▸ **Written instruction**:
Format the lines below as a Markdown table with two columns, Row and Line. Put a row number in Row and the line itself in Line, and leave out any blank lines.

▸ **Records provided**:
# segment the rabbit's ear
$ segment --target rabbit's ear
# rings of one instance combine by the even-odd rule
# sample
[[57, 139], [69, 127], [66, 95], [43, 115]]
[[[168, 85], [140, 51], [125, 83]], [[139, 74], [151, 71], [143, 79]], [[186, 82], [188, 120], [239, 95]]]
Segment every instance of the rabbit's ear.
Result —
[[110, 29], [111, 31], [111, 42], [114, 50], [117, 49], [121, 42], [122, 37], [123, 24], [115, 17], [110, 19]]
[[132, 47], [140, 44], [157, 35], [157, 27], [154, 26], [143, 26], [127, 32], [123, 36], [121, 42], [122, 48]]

▸ **Output**:
| Row | Line |
|---|---|
| 1 | # segment the rabbit's ear |
| 2 | $ segment --target rabbit's ear |
| 3 | # rings of one instance combine by the even-odd rule |
| 4 | # sample |
| 5 | [[57, 139], [69, 127], [66, 95], [43, 115]] |
| 6 | [[[168, 85], [140, 51], [125, 83]], [[139, 74], [151, 71], [143, 79]], [[186, 82], [188, 120], [239, 95]]] |
| 7 | Segment every instance of the rabbit's ear. |
| 8 | Result — |
| 9 | [[110, 29], [111, 31], [111, 42], [114, 50], [117, 49], [121, 42], [122, 37], [123, 24], [115, 17], [110, 19]] |
| 10 | [[132, 47], [140, 44], [157, 35], [157, 27], [154, 26], [143, 26], [127, 32], [123, 36], [121, 42], [122, 48]] |